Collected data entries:
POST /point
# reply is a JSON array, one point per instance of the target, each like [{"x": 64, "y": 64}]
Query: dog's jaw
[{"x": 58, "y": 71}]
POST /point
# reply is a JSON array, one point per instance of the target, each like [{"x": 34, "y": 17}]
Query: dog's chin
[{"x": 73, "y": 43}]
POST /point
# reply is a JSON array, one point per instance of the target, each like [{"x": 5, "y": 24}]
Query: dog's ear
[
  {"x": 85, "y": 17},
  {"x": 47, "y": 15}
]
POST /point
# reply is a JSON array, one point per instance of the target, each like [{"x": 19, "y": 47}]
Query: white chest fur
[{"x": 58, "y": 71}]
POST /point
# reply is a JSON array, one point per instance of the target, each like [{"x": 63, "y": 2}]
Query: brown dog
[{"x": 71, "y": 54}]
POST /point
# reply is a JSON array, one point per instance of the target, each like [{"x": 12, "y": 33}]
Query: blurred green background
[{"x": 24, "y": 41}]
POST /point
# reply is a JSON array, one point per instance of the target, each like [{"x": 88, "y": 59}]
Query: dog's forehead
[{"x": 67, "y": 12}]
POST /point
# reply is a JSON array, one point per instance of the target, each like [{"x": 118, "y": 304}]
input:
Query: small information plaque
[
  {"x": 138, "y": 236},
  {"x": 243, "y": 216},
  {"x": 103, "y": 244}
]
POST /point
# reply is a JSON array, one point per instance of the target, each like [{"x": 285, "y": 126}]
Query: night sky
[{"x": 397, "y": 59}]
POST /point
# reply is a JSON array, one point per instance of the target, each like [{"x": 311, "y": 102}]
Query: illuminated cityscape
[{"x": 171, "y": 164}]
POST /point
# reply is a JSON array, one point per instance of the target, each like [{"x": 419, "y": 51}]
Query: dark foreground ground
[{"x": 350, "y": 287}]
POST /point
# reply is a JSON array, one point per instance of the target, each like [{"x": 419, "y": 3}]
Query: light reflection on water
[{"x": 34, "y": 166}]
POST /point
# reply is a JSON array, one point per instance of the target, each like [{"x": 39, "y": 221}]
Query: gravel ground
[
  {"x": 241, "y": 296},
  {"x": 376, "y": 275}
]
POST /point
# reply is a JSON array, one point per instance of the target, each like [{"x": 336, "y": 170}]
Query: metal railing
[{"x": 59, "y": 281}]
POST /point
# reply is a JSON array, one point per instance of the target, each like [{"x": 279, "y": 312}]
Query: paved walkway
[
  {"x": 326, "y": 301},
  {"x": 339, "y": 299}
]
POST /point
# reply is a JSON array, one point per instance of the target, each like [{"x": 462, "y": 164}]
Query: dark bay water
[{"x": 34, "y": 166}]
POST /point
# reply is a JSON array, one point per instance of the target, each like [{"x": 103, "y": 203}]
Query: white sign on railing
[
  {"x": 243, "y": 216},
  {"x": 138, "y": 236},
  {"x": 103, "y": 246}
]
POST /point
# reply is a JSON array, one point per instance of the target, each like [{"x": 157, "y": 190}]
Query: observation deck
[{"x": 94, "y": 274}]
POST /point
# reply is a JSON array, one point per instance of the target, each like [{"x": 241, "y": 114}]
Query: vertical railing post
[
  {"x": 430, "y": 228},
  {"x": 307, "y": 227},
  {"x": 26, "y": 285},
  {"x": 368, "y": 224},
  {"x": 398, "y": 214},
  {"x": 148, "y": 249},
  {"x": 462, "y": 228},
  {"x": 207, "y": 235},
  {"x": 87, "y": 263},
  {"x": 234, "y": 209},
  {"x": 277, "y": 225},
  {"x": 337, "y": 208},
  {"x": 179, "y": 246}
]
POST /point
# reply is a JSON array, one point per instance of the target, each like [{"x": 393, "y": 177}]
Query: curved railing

> [How to complete this task] Output the records above precisely.

> [Final answer]
POST /point
# reply is a JSON array, one point per instance of the target, each like [{"x": 64, "y": 64}]
Query: dog's jaw
[{"x": 58, "y": 71}]
POST /point
# reply is a JSON array, one point per instance of the target, each like [{"x": 34, "y": 17}]
Query: dog's chin
[{"x": 73, "y": 43}]
POST /point
# reply is a JSON array, one point per instance of the target, each like [{"x": 5, "y": 24}]
Query: dog's ear
[
  {"x": 85, "y": 17},
  {"x": 47, "y": 15}
]
POST /point
# reply is a JSON array, one point per instance of the target, each like [{"x": 19, "y": 47}]
Query: white chest fur
[{"x": 58, "y": 71}]
POST /point
# reply is a JSON array, one point per instance of the target, each like [{"x": 63, "y": 2}]
Query: brown dog
[{"x": 71, "y": 54}]
POST /point
# reply is a JSON array, one point per instance of the target, each like [{"x": 12, "y": 33}]
Query: blurred green background
[{"x": 24, "y": 41}]
POST /point
# reply is a JSON array, one point per instance of the target, each like [{"x": 88, "y": 59}]
Query: dog's forehead
[{"x": 67, "y": 12}]
POST /point
# reply is a JSON array, one point per instance of the target, each like [{"x": 118, "y": 304}]
input:
Query: small information plaque
[
  {"x": 138, "y": 236},
  {"x": 243, "y": 216},
  {"x": 103, "y": 244}
]
POST /point
# reply is a JSON array, one point per instance of the target, each like [{"x": 285, "y": 126}]
Query: night sky
[{"x": 397, "y": 59}]
POST /point
# reply is a JSON array, one point per instance of the target, each like [{"x": 311, "y": 102}]
Query: illuminated cityscape
[{"x": 171, "y": 164}]
POST /point
# reply is a JSON array, one point per instance of the target, each like [{"x": 419, "y": 51}]
Query: dark foreground ground
[{"x": 350, "y": 287}]
POST /point
# reply is a JSON array, one point per instance of the target, each like [{"x": 419, "y": 3}]
Query: light reflection on water
[{"x": 34, "y": 166}]
POST /point
# reply is a JSON array, one point per instance of the target, each like [{"x": 39, "y": 221}]
Query: gravel ground
[
  {"x": 241, "y": 296},
  {"x": 376, "y": 275}
]
POST /point
# reply is a JSON array, one point per instance of the target, each like [{"x": 336, "y": 170}]
Query: metal railing
[{"x": 59, "y": 281}]
POST /point
# reply is a JSON array, one point per instance of the target, each like [{"x": 279, "y": 312}]
Query: paved walkway
[
  {"x": 326, "y": 301},
  {"x": 339, "y": 299}
]
POST /point
# reply is a JSON array, one point per instance of the target, each like [{"x": 462, "y": 164}]
Query: dark bay water
[{"x": 34, "y": 166}]
POST /point
# reply is a JSON array, one point per instance of the target, each like [{"x": 103, "y": 203}]
Query: white sign on railing
[
  {"x": 243, "y": 216},
  {"x": 138, "y": 236},
  {"x": 103, "y": 246}
]
POST /point
# reply is a JSON array, one point per instance of the target, each like [{"x": 157, "y": 190}]
Query: observation deck
[{"x": 94, "y": 274}]
POST /point
# reply is a JSON array, one point per instance of the target, each like [{"x": 241, "y": 114}]
Query: vertical railing post
[
  {"x": 430, "y": 228},
  {"x": 307, "y": 227},
  {"x": 26, "y": 285},
  {"x": 368, "y": 224},
  {"x": 398, "y": 214},
  {"x": 148, "y": 249},
  {"x": 462, "y": 228},
  {"x": 207, "y": 235},
  {"x": 87, "y": 263},
  {"x": 234, "y": 209},
  {"x": 277, "y": 225},
  {"x": 337, "y": 208},
  {"x": 179, "y": 246}
]
POST /point
# reply is a JSON array, one point per instance of the target, each like [{"x": 393, "y": 177}]
Query: curved railing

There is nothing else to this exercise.